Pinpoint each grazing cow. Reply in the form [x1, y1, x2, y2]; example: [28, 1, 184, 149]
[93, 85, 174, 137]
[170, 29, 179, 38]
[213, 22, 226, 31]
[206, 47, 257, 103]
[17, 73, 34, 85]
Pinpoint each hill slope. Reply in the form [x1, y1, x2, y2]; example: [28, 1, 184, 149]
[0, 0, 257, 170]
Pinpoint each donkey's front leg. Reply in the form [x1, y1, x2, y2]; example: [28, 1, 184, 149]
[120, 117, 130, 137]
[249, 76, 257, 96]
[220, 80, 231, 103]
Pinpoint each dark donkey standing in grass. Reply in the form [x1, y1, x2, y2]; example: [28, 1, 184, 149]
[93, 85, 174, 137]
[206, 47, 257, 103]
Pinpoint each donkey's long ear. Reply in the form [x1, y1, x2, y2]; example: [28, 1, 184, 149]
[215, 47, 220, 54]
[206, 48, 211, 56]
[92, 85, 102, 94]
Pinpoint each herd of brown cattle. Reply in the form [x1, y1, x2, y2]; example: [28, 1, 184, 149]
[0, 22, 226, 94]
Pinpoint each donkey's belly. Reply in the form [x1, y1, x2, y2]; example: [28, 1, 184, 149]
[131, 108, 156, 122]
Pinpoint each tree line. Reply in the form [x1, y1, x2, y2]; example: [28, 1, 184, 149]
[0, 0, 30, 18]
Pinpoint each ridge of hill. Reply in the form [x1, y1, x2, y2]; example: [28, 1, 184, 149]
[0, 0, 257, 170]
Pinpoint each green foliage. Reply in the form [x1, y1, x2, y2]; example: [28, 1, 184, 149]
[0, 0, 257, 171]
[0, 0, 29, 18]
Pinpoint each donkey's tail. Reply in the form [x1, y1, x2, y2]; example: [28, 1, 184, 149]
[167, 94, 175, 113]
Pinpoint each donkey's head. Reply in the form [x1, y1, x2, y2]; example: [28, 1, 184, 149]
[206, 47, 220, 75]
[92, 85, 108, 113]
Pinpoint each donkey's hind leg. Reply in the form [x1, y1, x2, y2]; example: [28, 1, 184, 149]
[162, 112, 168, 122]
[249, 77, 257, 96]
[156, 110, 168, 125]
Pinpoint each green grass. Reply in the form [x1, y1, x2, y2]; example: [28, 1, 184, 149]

---*---

Your objective →
Starting at the line that contains "Pinpoint each donkey's tail." and ending at the line that contains "[156, 110, 168, 125]", write those lines of the listing out again, requests included. Scale every bounding-box coordinate in the answers by 0.85 and round to whole numbers, with halves rounded up, but leave the requests and their format samples unchanged.

Solution to the exercise →
Pinpoint each donkey's tail. Reply in the form [x1, y1, x2, y2]; example: [28, 1, 184, 149]
[142, 80, 149, 96]
Pinpoint each donkey's head. Reply in the form [x1, y1, x2, y2]; example: [28, 1, 184, 149]
[175, 40, 187, 64]
[78, 72, 92, 96]
Pinpoint each donkey's hind leg. Reply in the form [x1, y1, x2, y2]; example: [28, 1, 184, 149]
[138, 95, 143, 104]
[212, 65, 218, 82]
[133, 94, 143, 106]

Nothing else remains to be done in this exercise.